**課題**
1. 引用文の、「アメリカには他国を巻き込むすごさがある」を含む語句で始まり「代金融の実態を表しています。」で終わる部分を、「マイケル・ミルケン」を「ミルケン氏」に変えて書き直せ。
2. 引用文について次の問いに答えよ。
(a) タイムズスクウエアの借金時計が不動産業者から寄付されたのは何年か。
(b) 映画「ウォール街」が話題になったのは何年か。
(c) ポンド危機は何年何月に起きたか。
3. アメリカ金融についての引用文を、最後の文の後から書き継げ。

**引用文**

• • • •

ニューヨークの繁華街タイムズスクウエアには「借金時計」があります。
これは1989年に不動産業者が寄付したもので、アメリカの公的債務の金額を示しているものです。19年前に作ったときは5兆ドル(500兆円)の借金額、それがとうとう金額を表示する桁数がなくなって、このたび左隅の$表示のところに1を組み込む応急措置をしました。ということは10兆ドル(1000兆円)を超えたということになります。下段の数字は国民一人当たりの借金額です。
日本も大変な借金国ですから、アメリカのことは他人事ではありませんが、今回の金融危機克服のために、公的資金を投入する結果は、さらに借金が増えます。オバマ新大統領が、問題を起こした既存の政治体制をどのように改革するのか、期待と心配が交錯します。

アメリカには他国を巻き込むすごさがある

今回の金融危機は、熟知されているようにサブプライムローンからです。信用力の低い個人向けの住宅融資を積極的に展開したところに、不動産バブルがはじけ、今回の騒動が始まりました。
今になってみれば愚かな住宅貸付行為だったと、世界中から非難されていますが、この事態になるまでには背景があります。それはアメリカが金融を中心にすえた国づくりをしてきたことと、これをアメリカが世界経済に組み込ませたということです。
アメリカには、他国に影響を及ぼし、世界中を運命共同体にもっていくというすごさがあります。したがって、アメリカで発生する出来事は他人事ではないのです。

金融経済の歴史

ここでアメリカの金融について、簡単に歴史を振り返ってみたいと思います。

(1)まず、始まりは1980年代。
ご記憶の方も多いと思いますが、1987年に「ウォール街」という映画が話題になりました。主演はマイケル・ダグラスです。映画の内容はインサイダー取引にかかわるもので、マイケル・ダグラスは逮捕されるというストーリーですが、これには実在のモデルがいました。それはマイケル・ミルケンです。
マイケル・ミルケン(Michael Milken)1946年生まれですが、学生時代からジャンクボンドといわれる「焦付きリスク高めの高利回り債権」への投資で成功し、ウォール街に進出、ナンバーワンの投資銀行をつくったのですが、1989年にインサイダー取引や、他の脱税幇助罪で禁固刑に服しました。今は出所しアドバイザー業務をしていますが、彼の実績がアメリカ80年代金融の実態を表しています。
 
(2)次は90年代。
90年代はジョージ・ソロス(George Soros)に代表されます。1930年生まれで、今でも活躍していますが、1992年9月のポンド危機で、100億ドル以上のポンド空売りを行なったことで名を挙げたように、ヘッジファンドで巨額の利益を上げ、1997年のアジア通貨危機では、マレーシア首相マハティールが、ソロスを名指しで非難したことでも有名な人物で、90年代のアメリカ金融実態の内容を表しています。

(3)その次は2000年代。
ここまでは、アメリカが得意とする金融工学を駆使したもので、いろいろ異論はあるかとは思いますが、それなりに理論化された金融取引として根拠がありました。

• • • •

**データセット**
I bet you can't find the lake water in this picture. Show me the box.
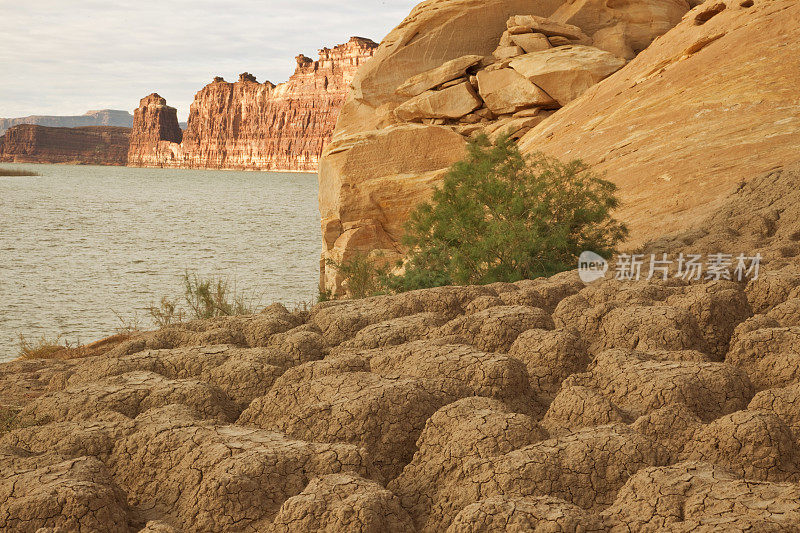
[0,163,321,361]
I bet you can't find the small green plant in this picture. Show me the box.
[148,272,255,327]
[384,135,627,292]
[0,168,41,176]
[147,296,184,328]
[111,309,142,335]
[327,253,389,298]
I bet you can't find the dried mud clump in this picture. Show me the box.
[271,474,414,533]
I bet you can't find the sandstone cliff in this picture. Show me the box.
[0,109,133,135]
[0,165,800,533]
[128,37,377,172]
[0,124,131,165]
[320,0,800,291]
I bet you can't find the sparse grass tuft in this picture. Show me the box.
[0,168,41,176]
[148,272,256,328]
[19,333,75,359]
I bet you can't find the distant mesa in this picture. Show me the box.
[0,124,131,166]
[0,109,133,135]
[128,37,378,172]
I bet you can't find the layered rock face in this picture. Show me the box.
[0,109,133,135]
[0,124,131,165]
[0,164,800,533]
[320,0,800,293]
[129,37,377,172]
[126,93,183,167]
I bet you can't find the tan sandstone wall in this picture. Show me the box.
[320,0,800,292]
[129,37,377,172]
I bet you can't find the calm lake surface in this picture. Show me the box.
[0,163,321,361]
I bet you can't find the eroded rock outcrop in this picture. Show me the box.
[128,37,377,172]
[0,124,131,165]
[320,0,800,293]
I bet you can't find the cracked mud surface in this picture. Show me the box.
[0,165,800,533]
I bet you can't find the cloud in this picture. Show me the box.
[0,0,417,119]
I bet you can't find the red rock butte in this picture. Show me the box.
[128,37,378,172]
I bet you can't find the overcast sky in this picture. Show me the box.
[0,0,419,120]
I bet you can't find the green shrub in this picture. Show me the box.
[386,136,627,292]
[326,253,388,298]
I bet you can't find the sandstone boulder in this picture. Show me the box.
[478,68,555,115]
[510,46,625,106]
[506,15,588,41]
[511,33,550,54]
[395,55,483,97]
[551,0,693,59]
[394,81,483,122]
[520,0,800,247]
[319,124,466,291]
[492,46,525,61]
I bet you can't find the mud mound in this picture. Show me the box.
[603,462,800,532]
[272,474,414,533]
[0,457,132,533]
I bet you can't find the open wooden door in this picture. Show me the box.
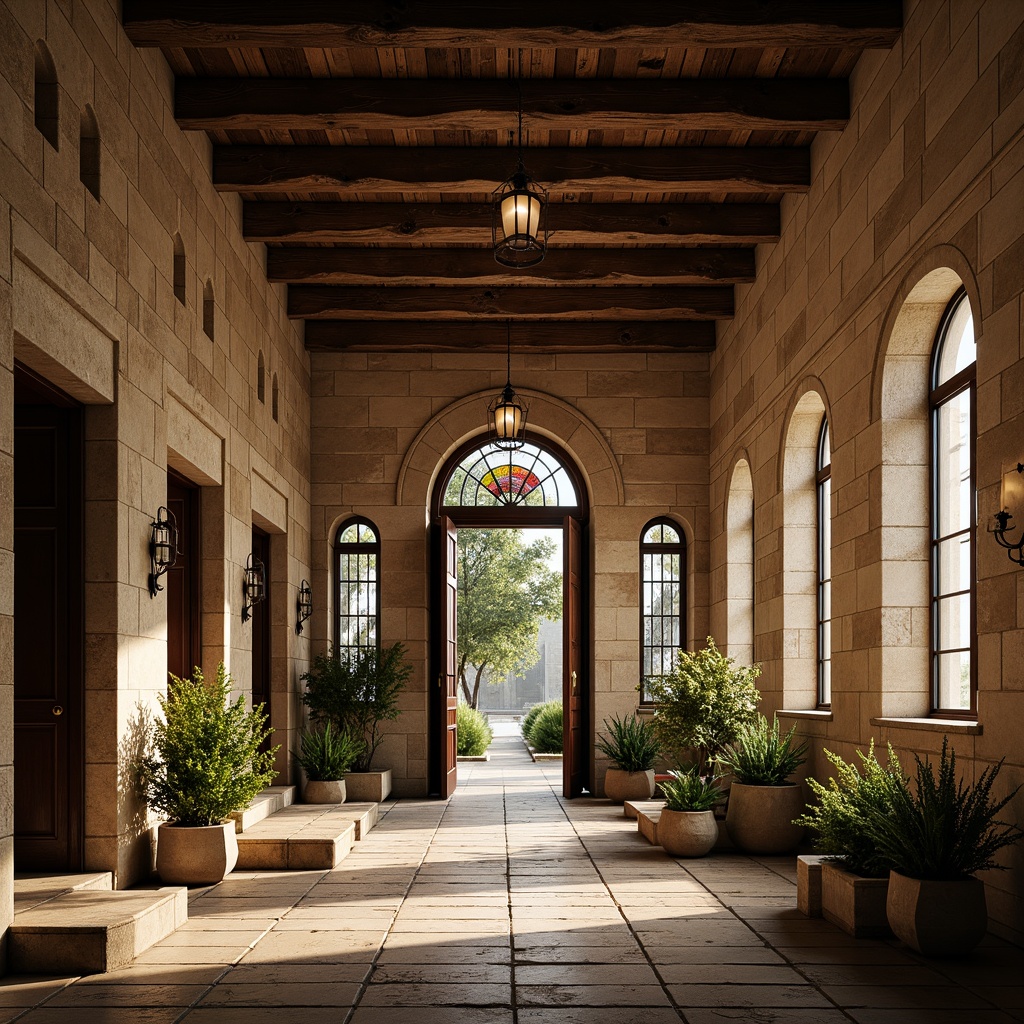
[430,518,459,799]
[562,516,590,797]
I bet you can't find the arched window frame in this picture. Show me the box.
[815,416,833,710]
[639,516,687,707]
[929,288,978,719]
[334,516,381,657]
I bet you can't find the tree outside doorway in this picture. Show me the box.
[458,528,562,708]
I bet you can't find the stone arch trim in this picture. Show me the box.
[395,388,626,509]
[868,245,983,423]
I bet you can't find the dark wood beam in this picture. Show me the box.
[213,145,811,196]
[174,78,850,131]
[123,0,902,50]
[242,201,779,248]
[288,285,733,321]
[266,248,754,287]
[306,321,715,352]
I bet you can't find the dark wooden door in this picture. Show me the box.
[163,470,203,679]
[562,516,590,797]
[13,404,84,871]
[430,518,459,798]
[252,526,271,750]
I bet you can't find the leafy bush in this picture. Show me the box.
[140,662,278,825]
[302,643,413,771]
[865,736,1024,881]
[718,715,807,785]
[526,700,562,754]
[455,703,495,758]
[658,768,722,811]
[597,716,660,772]
[794,740,903,879]
[645,637,761,769]
[295,722,364,782]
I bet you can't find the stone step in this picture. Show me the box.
[230,785,295,833]
[238,804,378,870]
[7,886,188,975]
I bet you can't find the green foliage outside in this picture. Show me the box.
[658,767,723,811]
[456,703,495,758]
[865,737,1024,881]
[644,637,761,774]
[794,740,903,879]
[458,529,562,708]
[140,662,278,825]
[302,643,413,771]
[526,700,562,754]
[718,715,807,785]
[597,715,660,772]
[295,722,366,782]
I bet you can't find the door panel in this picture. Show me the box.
[14,404,84,871]
[562,516,590,797]
[430,519,459,799]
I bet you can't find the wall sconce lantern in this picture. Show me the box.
[295,580,313,633]
[150,505,178,597]
[242,555,266,623]
[487,321,529,452]
[989,462,1024,565]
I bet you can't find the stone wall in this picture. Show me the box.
[711,0,1024,940]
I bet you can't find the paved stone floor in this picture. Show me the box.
[6,737,1024,1024]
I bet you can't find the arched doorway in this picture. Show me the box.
[428,436,590,797]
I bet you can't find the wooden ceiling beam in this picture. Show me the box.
[306,319,715,353]
[213,145,811,197]
[174,78,850,131]
[288,285,733,321]
[266,248,754,287]
[123,0,902,50]
[242,201,779,249]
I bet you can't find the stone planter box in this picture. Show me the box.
[345,768,391,804]
[821,861,892,939]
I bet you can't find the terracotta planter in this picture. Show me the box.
[302,778,345,804]
[604,768,654,804]
[345,768,391,804]
[657,808,718,857]
[886,871,988,956]
[725,782,804,854]
[821,861,892,939]
[157,821,239,886]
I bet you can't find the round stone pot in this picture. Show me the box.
[886,871,988,956]
[657,808,718,857]
[604,768,654,804]
[157,821,239,886]
[302,778,345,804]
[725,781,804,854]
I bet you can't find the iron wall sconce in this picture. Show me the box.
[989,462,1024,565]
[242,555,266,623]
[295,580,313,633]
[150,505,178,597]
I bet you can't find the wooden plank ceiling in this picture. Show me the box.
[123,0,902,351]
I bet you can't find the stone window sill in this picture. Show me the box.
[871,718,981,736]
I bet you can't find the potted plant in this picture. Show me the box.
[597,716,660,804]
[657,767,722,857]
[295,722,362,804]
[796,740,902,938]
[866,736,1024,956]
[141,663,278,886]
[645,637,761,774]
[719,715,807,854]
[302,643,413,803]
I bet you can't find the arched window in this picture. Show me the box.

• • • •

**解答**
1.
アメリカには他国を巻き込むすごさがある

今回の金融危機は、熟知されているようにサブプライムローンからです。信用力の低い個人向けの住宅融資を積極的に展開したところに、不動産バブルがはじけ、今回の騒動が始まりました。
今になってみれば愚かな住宅貸付行為だったと、世界中から非難されていますが、この事態になるまでには背景があります。それはアメリカが金融を中心にすえた国づくりをしてきたことと、これをアメリカが世界経済に組み込ませたということです。
アメリカには、他国に影響を及ぼし、世界中を運命共同体にもっていくというすごさがあります。したがって、アメリカで発生する出来事は他人事ではないのです。

金融経済の歴史

ここでアメリカの金融について、簡単に歴史を振り返ってみたいと思います。

(1)まず、始まりは1980年代。
ご記憶の方も多いと思いますが、1987年に「ウォール街」という映画が話題になりました。主演はマイケル・ダグラスです。映画の内容はインサイダー取引にかかわるもので、マイケル・ダグラスは逮捕されるというストーリーですが、これには実在のモデルがいました。それはミルケン氏です。
ミルケン氏(Michael Milken)1946年生まれですが、学生時代からジャンクボンドといわれる「焦付きリスク高めの高利回り債権」への投資で成功し、ウォール街に進出、ナンバーワンの投資銀行をつくったのですが、1989年にインサイダー取引や、他の脱税幇助罪で禁固刑に服しました。今は出所しアドバイザー業務をしていますが、彼の実績がアメリカ80年代金融の実態を表しています。

2.
(a) 1989年
(b) 1987年
(c) 1992年9月

3.
しかし、今回のサブプライムローンは、金融工学というレベルよりは、今まで住宅を望んでも夢だった低所得層に、家を持たせるために貸し込みをしたもので、そこに不動産バブルが崩壊し、加えて、これをCDS(クレジット・デォルト・スワップ)という債権保証システムに組み込ませ、それも優良債権と混ぜ合わせ、世界中に売り込んだ結果、世界経済の混乱に拍車をかけ、大規模金融企業の倒産にまでに陥らせたのです。

アメリカ人の借金生活

2006年ですから、今から2年前になりますが、ニューヨーク在住の日本人女性と食事した際の会話が記憶に残っています。一人は映画の研究者で大学を卒業し大学院に学ぶ30代。もう一人は日本の某テレビの現地法人に勤めていて、離婚してフィレンツェとセベリアへ休暇とって行ってきたばかりの二人です。
この二人の共通点は「収入の全部を使い切る」という生活態度であることです。その理由として挙げたのが2001.9.11のアメリカ同時多発テロ事件です。あれ以来ニューヨークで働いている人の気持ちに変化がおき、人生にはいつ何が起きるかわからない、明日はわからない、だから今をエンジョイする、という気持ちが強くなって、結果として収入の全部を使ってしまう生活になって、貯金は全くしなくなった、というのです。また加えて、これは出身国籍を問わず、これがアメリカ人の一般的な傾向だと言い切りました。
これを聞いたときは驚きました。一般的な日本人にはちょっと信じられない暮らし方です。だが、その後もアメリカのテレビ報道などで見ると、確かに貯金はしないで借金生活を平然と行うのが普通とのことであり、今回、大統領選の激戦州であるオハイオ州のアクロンに行き、長距離をタクシーに乗ったので、その運転手と雑談しながら、さりげなく尋ねてみると「アメリカ人は平均一人当たり1.3万ドル(130万円)のカード支払い残がある」と明るく発言します。これについて別の人にも確認してみましたが事実らしいのです。つまり、これは借金で、日本の消費者ローンに当たると思いますが、国民の平均額がこれですから、国家全体ではすごい借金額になります。

今回の金融危機は予測できたこと

このような借金体質に馴染んだ国民に、それもサブプライムローンとして低所得層対象に展開すれば、大受けする反面、いずれ返済不可能になることはわかっていたはずです。
また、これを承知の上で世界中が経済成長を謳歌していたかと思うと、本質的な怖さを感じます。根本にアメリカ国民が持つ借金生活体質、そこに真の問題起因があります。

学んで時に之を習う(論語)

論語の言葉です。学んだことはそのままにしておかず、それを今後に実践する必要性を述べたものです。今回のアメリカ発の金融問題から学ぶとすれば、アメリカ人の借金習癖を「チェンジ」させることであり、そのためには根本的な価値観の「チェンジ」をアメリカ人に求めていかねばなりません。オバマ新大統領の仕事は価値観を変化させることによって実現するであろう、新しい国家像を具体的に提示することではないでしょうか。以上。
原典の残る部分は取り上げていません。